_Problema breve 1_. Según el texto sobre Carlos Fuentes, ¿por qué la lengua fue siempre para él "una conquista"? Explícalo en una a tres oraciones.

_Documento fuente_.
* * * * * * *

A la hora de su muerte, a sus 83 años, el escritor mexicano Carlos Fuentes había publicado 22 novelas, acababa de entregar a la imprenta una nueva y, antes siquiera de que ésta saliera de las prensas, ya había comenzado a escribir otra. Pero su obra no se agota, ni mucho menos, en esas cifras. Hay que sumarle por lo menos diez volúmenes de cuentos y una docena de libros de ensayo. Y muchos ases y espadas desparramados en las páginas de periódicos de medio mundo. Fue, sin duda, un escritor desmesurado.

La desmesura de Fuentes, sin embargo, no sólo es cuantitativa. La idea que tenía de la literatura era también desmesurada. La novela era para él —como para Balzac o Sthendal— un género mayor destinado a dar cuenta de una realidad igualmente mayor. El nombre de esa realidad —la cifra de esa desmesura— cabe en las tres sílabas a las que dedicó sus trabajos y sus días: México.

Hay una circunstancia vital que acaso está en el origen de esa actitud.  Para él, la lengua siempre fue una conquista. Hijo de un diplomático, nació en Panamá en 1928 y pasó sus primeros años en Estados Unidos, cuya lengua y literatura llegó a dominar como propias. En ese tiempo, volver a México durante sus vacaciones —lo reconoció en diversas oportunidades— era recuperar su lengua, y recuperar su lengua era recuperar su identidad. Y así fue como quiso escribir su obra: como un conquistador y un reconquistador de la identidad.

En 1954 publicó su primer libro: Los días enmascarados. Ese volumen incluye el cuento Chac Mool. Su personaje, un burócrata del México postrevolucionario, en un mercado de barrio un día compra una imagen de Chac Mool, el dios azteca de la lluvia. La presencia de esa imagen, poco a poco, va dominando su vida al punto que lo obliga a huir y lo lleva a la muerte. El crítico Christopher Domínguez Michael ha encontrado en esa historia una cifra de la imagen de México que gobierna la escritura de Fuentes: un país que quiere encaminarse a la modernidad (finalmente, el sueño revolucionario) pero que está dominado (todavía) por las fuerzas ancestrales del mito.

Pero el verdadero debut literario de Fuentes vendría unos años después, con la publicación de La región más transparente (1958) y La muerte de Artemio Cruz (1962). Esa tensión entre el mito y la historia, entre las fuerzas de la modernidad y las fuerzas genésicas del pasado, encuentra en estas novelas su mejor forma.

La visión que tiene Fuentes de México está sin duda influenciada por El laberinto de la soledad, el extenso ensayo de Octavio Paz publicado en 1950 en el que el poeta se pregunta por el ser mexicano, por la mexicanidad. La soledad del mexicano para Paz es resultado de su doble desarraigo: de sus raíces y de la modernidad.

* * * * * * *

_Datos para procesar_.
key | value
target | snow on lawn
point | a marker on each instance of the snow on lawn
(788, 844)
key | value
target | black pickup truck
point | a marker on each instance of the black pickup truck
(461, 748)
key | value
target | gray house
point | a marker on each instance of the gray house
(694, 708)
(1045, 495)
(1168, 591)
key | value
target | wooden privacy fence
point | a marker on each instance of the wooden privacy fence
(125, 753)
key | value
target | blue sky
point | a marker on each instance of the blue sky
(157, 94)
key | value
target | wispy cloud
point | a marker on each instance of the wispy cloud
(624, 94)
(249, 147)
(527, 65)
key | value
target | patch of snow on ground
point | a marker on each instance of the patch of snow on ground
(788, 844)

* * * * * * *

_Problema breve 2_. Localiza en las entradas cada línea que contenga la palabra "black" y cópiala. Se distinguen mayúsculas y minúsculas.

_Resultado del ejercicio 1_. Fuentes, hijo de un diplomático, pasó sus primeros años en Estados Unidos, cuya lengua y literatura llegó a dominar como propias. Por eso volver a México en vacaciones significaba recuperar su lengua, y recuperar su lengua era recuperar su identidad.

_Resultado del ejercicio 2_.
target | black pickup truck
point | a marker on each instance of the black pickup truck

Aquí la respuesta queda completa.